------ SUPPLIED DATA
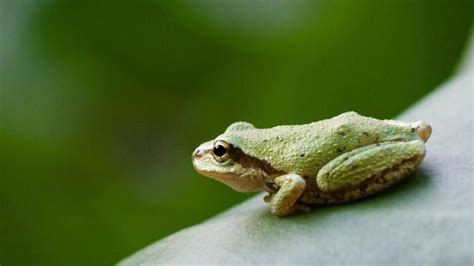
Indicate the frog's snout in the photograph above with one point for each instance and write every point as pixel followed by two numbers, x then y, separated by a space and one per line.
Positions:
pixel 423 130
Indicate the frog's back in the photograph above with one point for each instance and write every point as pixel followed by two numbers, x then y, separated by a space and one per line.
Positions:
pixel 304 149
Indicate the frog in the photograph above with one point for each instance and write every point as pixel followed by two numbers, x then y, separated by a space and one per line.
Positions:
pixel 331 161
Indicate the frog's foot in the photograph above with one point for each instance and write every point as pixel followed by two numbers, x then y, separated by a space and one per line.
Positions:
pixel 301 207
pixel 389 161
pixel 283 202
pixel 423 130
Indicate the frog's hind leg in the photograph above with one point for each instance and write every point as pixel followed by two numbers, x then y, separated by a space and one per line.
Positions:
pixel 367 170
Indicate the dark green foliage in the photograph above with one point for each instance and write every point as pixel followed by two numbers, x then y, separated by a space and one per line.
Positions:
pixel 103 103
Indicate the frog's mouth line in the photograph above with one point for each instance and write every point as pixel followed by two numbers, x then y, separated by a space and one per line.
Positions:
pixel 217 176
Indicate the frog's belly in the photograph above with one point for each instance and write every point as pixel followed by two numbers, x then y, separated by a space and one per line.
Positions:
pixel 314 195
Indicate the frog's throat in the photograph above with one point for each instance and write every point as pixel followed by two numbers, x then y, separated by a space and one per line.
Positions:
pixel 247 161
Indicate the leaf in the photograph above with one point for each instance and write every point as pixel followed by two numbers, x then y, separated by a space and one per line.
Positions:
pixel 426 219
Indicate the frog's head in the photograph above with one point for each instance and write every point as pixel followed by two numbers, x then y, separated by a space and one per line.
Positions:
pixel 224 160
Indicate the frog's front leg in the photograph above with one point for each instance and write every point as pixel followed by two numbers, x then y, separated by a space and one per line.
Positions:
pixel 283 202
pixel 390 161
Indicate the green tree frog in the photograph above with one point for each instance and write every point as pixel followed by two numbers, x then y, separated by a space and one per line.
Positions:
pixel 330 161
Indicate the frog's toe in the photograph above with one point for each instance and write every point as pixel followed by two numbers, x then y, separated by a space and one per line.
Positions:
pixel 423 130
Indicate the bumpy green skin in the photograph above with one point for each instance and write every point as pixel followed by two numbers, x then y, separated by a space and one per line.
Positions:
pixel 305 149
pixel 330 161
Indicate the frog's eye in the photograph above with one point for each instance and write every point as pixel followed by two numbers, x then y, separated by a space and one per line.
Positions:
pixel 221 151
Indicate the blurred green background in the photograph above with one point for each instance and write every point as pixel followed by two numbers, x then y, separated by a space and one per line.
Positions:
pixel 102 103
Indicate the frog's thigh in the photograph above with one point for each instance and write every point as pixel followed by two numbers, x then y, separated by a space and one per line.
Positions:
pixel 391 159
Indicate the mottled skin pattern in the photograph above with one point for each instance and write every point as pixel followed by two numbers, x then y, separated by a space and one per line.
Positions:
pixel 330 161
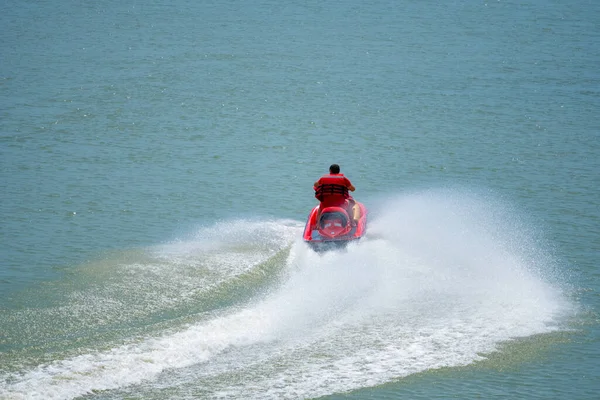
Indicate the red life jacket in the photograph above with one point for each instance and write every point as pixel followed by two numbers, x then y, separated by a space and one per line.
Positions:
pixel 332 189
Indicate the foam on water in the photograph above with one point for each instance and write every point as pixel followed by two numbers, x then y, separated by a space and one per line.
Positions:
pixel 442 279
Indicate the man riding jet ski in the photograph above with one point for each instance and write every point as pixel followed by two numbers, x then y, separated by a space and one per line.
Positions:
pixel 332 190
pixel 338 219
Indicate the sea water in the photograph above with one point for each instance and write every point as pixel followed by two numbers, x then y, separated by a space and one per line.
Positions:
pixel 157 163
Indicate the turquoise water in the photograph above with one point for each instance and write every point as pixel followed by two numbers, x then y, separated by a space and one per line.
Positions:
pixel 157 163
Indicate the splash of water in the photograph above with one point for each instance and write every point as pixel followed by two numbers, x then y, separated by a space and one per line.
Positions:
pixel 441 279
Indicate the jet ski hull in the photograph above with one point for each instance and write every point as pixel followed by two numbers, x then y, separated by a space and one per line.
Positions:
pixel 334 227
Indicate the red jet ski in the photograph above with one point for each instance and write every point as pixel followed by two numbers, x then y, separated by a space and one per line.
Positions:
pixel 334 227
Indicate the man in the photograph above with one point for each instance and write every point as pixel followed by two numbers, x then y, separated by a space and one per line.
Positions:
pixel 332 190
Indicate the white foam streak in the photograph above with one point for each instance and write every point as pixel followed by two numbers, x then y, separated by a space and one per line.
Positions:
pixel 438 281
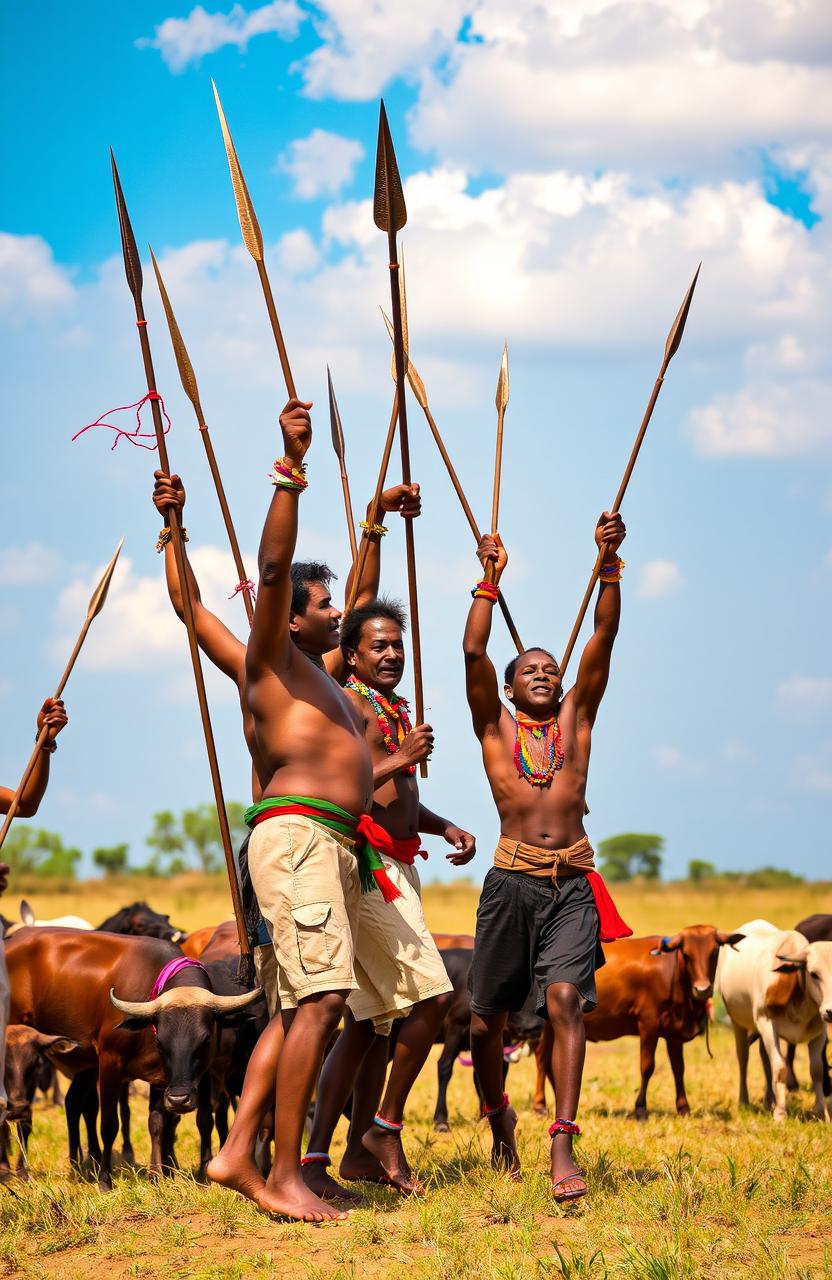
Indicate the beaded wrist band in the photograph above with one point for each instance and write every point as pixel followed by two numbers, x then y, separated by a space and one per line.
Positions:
------------
> TASK TO COMPLETE
Output everything from the line containing "Indicate the splash" down to the line containing "pixel 438 281" as a numbered list, leaving out any blank lines.

> CORRECT OUTPUT
1. Indicate the splash of water in the photograph above with one point for each instance and write every point as pixel followed by two numbers, x then y, separated by a space and one per line.
2. Positions:
3. pixel 441 279
4. Indicate the jet ski hull in the photograph above with one point for each instance and write every point as pixel followed by two numbers, x then y, separated by a space and one per line.
5. Positions:
6. pixel 334 227
7. Indicate the red jet ski in the photograph above with one point for each instance and write every point as pixel followed by two numbers, x then y, separated by a space and one per line.
8. Positions:
9. pixel 334 227
10. Indicate the man in the photograph above with one point for each instance and write every point as pixel followed by two numbers, x then y, separated by a space and one per line.
11. Positions:
12. pixel 332 190
13. Indicate the white foam streak in the photograph above with one point for each instance and write every point as pixel followed by two numbers, x then y, separated by a space and one per line.
14. Positions:
15. pixel 438 281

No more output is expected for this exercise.